TEXTO DE ORIGEN:
________

Estamos ante unos cuarenta años del pasado reciente durante los cuales se estableció un vínculo entre el pánico y la conducta de la sociedad, una familiaridad entre víctimas y verdugos, una relación de la docilidad con la crueldad susceptible de marcar en profundidad las horas más siniestras de nuestra historia contemporánea hasta el extremo de no desaparecer cuando se supuso que les llegó la hora. Ni la muerte del Bagre ni la expulsión de Tarugo condujeron a la extinción de la bestialidad o de la ferocidad en el control de la beligerancia política, ni la tara de la sumisión de unos vasallos espantadizos. ¿Por qué? Un nexo de tal especie no desaparece por decreto, sino por la afirmación de unos hábitos radicalmente distintos que no arraigan del todo, o que solo iluminan lapsos breves de los negocios públicos porque la influencia del antirepublicanismo conspira contra su establecimiento.

________

MATERIAL DE ORIGEN:
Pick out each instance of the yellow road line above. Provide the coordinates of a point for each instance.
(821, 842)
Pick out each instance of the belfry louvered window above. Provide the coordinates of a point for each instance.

________

TAREA DE TRABAJO:
Responda según el texto de origen:
(a) ¿Cuántos años abarca aproximadamente el período del pasado reciente que describe?
(b) ¿Qué dos hechos no condujeron a la extinción de la bestialidad en el control de la beligerancia política?
(c) Si no es por decreto, ¿por qué medio desaparece un nexo de tal especie?
El listado es material independiente del texto de origen.

SOLUCIÓN:
(a) Unos cuarenta años.
(b) La muerte del Bagre y la expulsión de Tarugo.
(c) Por la afirmación de unos hábitos radicalmente distintos.